## Exercise prompt
Every entry must be echoed exactly.

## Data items
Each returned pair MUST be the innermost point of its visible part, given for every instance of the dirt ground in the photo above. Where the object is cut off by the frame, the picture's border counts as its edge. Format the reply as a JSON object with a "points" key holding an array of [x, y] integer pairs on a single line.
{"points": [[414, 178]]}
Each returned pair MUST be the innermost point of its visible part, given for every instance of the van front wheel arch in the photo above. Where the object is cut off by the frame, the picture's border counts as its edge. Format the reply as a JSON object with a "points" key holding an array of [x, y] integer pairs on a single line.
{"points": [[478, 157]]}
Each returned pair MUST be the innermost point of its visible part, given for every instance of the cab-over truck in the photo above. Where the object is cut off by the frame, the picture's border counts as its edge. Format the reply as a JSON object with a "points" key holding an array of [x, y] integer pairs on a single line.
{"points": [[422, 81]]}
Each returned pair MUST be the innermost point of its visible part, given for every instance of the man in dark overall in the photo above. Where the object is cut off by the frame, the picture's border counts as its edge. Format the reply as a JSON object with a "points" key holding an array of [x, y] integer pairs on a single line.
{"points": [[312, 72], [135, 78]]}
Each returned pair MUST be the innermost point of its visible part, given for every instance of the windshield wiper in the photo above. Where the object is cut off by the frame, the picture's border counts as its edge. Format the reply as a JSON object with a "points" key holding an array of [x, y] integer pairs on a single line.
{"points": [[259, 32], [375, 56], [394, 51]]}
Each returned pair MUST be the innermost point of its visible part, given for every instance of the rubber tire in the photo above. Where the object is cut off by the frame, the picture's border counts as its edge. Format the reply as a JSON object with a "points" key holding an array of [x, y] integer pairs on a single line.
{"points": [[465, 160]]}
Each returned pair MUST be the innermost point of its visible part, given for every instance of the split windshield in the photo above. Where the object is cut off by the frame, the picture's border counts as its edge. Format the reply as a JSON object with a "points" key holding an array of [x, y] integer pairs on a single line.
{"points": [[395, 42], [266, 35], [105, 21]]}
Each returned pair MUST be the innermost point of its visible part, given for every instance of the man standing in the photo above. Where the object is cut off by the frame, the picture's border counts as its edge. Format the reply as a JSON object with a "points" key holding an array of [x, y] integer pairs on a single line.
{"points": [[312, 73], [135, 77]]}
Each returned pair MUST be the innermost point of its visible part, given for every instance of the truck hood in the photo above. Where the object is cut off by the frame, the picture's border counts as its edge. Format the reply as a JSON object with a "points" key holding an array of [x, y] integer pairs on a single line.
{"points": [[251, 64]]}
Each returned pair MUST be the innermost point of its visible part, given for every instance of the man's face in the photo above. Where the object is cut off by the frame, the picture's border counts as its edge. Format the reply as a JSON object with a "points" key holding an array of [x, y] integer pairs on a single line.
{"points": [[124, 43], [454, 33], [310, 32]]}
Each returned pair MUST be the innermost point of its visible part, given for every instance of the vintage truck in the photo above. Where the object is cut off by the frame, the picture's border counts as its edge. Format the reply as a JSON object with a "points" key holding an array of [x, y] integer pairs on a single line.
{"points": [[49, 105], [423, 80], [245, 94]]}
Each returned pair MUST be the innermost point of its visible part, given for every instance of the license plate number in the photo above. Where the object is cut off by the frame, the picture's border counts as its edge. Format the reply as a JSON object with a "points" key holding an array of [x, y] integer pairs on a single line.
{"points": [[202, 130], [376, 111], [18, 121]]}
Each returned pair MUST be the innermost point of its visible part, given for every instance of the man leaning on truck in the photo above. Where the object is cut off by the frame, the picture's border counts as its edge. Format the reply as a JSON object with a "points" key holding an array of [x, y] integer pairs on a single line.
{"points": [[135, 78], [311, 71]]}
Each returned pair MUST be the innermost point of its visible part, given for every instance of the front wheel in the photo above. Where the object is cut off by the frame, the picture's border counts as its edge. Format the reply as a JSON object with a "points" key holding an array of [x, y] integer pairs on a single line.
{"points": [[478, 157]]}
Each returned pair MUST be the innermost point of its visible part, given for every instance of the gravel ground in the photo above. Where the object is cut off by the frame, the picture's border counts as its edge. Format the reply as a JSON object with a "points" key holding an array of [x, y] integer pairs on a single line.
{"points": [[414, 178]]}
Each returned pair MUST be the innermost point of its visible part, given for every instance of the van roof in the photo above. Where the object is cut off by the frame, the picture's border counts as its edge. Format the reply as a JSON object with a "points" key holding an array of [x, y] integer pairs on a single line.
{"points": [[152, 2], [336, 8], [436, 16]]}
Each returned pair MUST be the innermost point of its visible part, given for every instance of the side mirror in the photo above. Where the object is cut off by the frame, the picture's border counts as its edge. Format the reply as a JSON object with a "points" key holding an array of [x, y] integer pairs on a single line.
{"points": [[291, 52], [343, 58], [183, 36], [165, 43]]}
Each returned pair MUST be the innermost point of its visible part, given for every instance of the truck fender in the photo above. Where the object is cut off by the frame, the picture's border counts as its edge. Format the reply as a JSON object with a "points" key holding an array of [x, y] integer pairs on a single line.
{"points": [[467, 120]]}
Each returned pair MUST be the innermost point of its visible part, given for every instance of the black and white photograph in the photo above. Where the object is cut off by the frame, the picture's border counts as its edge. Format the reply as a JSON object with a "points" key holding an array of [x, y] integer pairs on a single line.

## Exercise response
Each returned pair MUST be the innermost point of its visible part, given for every instance of the dirt ground in the photo above. Where the object is cut off by the frame, the picture's border counts as its edge. Format the reply as a JSON object with a "points" key holding an array of [x, y] integer pairs on a single line.
{"points": [[414, 178]]}
Each returned pair MUST be the innermost point of its visible part, given for every instance of the van front wheel arch in the photo above. Where the object is cut off by the frame, the picture's border counts as its edge. Format the reply as a JSON object with a "points" key holding an array of [x, y] integer pairs on a single line.
{"points": [[478, 157]]}
Each returned pair MUST be the innermost point of its visible part, given for every instance of the cab-over truck in the photo above. Where the object is cut off by the frame, the picture's border counts as its edge. Format the reply as a JSON object with a "points" key holding an array of [x, y] integer pairs on a single line.
{"points": [[422, 81]]}
Each returned pair MUST be the innermost point of its visible part, given for every instance of the man in dark overall in the photo above. Where the object is cut off by the frame, the picture's border counts as its edge. Format the reply as a JSON object with a "points" key holding an array of [x, y] integer pairs on a single line.
{"points": [[312, 72], [135, 78]]}
Each returned pair MUST be the innermost point of its visible part, given for every instance of the windshield wiper in the photo above. Where the object is cut off by the frame, the picture's border counts as its edge. Format the reply as a JSON object with a "points" key holding an array of [x, y] integer pairs on a single line.
{"points": [[259, 32], [375, 56], [394, 51]]}
Each returned pair MUST be the innermost point of its visible part, given for every instance of the rubber tire in the photo above. Where the object is cut off by the frame, the picture's border counts as its edge. Format the reply as a JSON object with a "points" key holding an array of [x, y] integer pairs on a single line.
{"points": [[465, 160]]}
Each returned pair MUST be the innermost point of its visible part, given for every instance of the split windshield in the photo above. Where the object is cut off by the frame, the picture's border counts as its edge. Format the reply as a JSON object with a "points" key holding an array of [x, y] integer pairs on a single line.
{"points": [[395, 42], [266, 35], [105, 21]]}
Each returned pair MUST be the innermost point of its visible part, given for every instance of the man standing in the photo above. Where the object is cut off by the frame, the picture's border counts as its edge. Format the reply as a JSON object with a "points" key holding an array of [x, y] integer pairs on a single line.
{"points": [[312, 73], [135, 77]]}
Each returned pair MUST be the innermost point of its visible part, given for every instance of the truck hood in the photo above. Where the object is cut off by the frame, the picture's border counts as its edge. Format the reply as a JSON object with a "points" key holding an array of [x, y] integer pairs on a single line.
{"points": [[251, 64]]}
Each returned pair MUST be the innermost point of its visible part, given for every instance of the man's face in the photo above. Where the object is cut off by the frame, the picture's border counts as its edge. Format the reply as a JSON object with a "points" key holding an array of [x, y] integer pairs on a single line.
{"points": [[124, 43], [454, 33], [310, 32]]}
Each returned pair MUST be the innermost point of its visible part, given for every instance of the vintage truck in the photo above. Where the object is cut off by the frame, the picture's border counts as its edge. Format the reply as a JSON object with a "points" key holding an array of [x, y] integer pairs on a single line.
{"points": [[49, 105], [423, 80], [245, 94]]}
Each returned pair MUST be the innermost point of its visible part, given for every instance of the license plate number in the photo above. Where the object is cut off by the frame, the picture's border counts as its edge. Format the reply as a JSON object with a "points" key holding an array of [x, y] integer pairs on a single line.
{"points": [[202, 130], [376, 111], [18, 121]]}
Each returned pair MUST be the innermost point of its visible part, given for every instance of the man leaning on truck in the photo above. Where the object is cut off by the frame, the picture's border counts as its edge. Format the reply as a JSON object with a "points" key holding an array of [x, y] integer pairs on a single line.
{"points": [[135, 78], [311, 71]]}
Each returned pair MUST be the innermost point of its visible part, given for every instance of the front wheel in the photo above. Where the object is cut off by the frame, the picture's border counts as its edge. Format the reply as a JSON object with a "points" key holding an array of [x, y] integer pairs on a single line.
{"points": [[478, 157]]}
Each returned pair MUST be the innermost point of its visible part, given for every instance of the gravel ground in the photo above. Where the object is cut off by the frame, the picture's border counts as its edge. Format the reply as a JSON object with a "points" key holding an array of [x, y] integer pairs on a single line.
{"points": [[414, 178]]}
Each returned pair MUST be the innermost point of its visible part, given for every instance of the van roof in the photo above. Where the object is cut off by the frame, the picture's border counts as its edge. Format the reply as a JSON object with a "points" key holding an array of [x, y] integer pairs on a single line.
{"points": [[152, 2], [336, 8], [436, 16]]}
Each returned pair MUST be the innermost point of its visible part, given for every instance of the side mirror in the photo above. Where the object is cut off by the frame, the picture's border counts as its edge. Format the reply as a JSON object with a "points" key holding an array of [x, y] integer pairs on a single line.
{"points": [[291, 52], [343, 58], [183, 36], [165, 43]]}
Each returned pair MUST be the innermost point of its visible part, given for every instance of the truck fender in the photo above. Where the object is cut off by the frame, the picture's border counts as its edge. Format the reply as a JSON object with a "points" key holding an array of [x, y] integer pairs on a single line.
{"points": [[467, 120]]}
Each returned pair MUST be the innermost point of its visible part, given for every instance of the black and white photograph in the photo above. Where the object is cut off by the frame, the picture's border counts as its edge. Format the reply as a JSON object with a "points" key holding an array of [x, y] integer pairs on a single line.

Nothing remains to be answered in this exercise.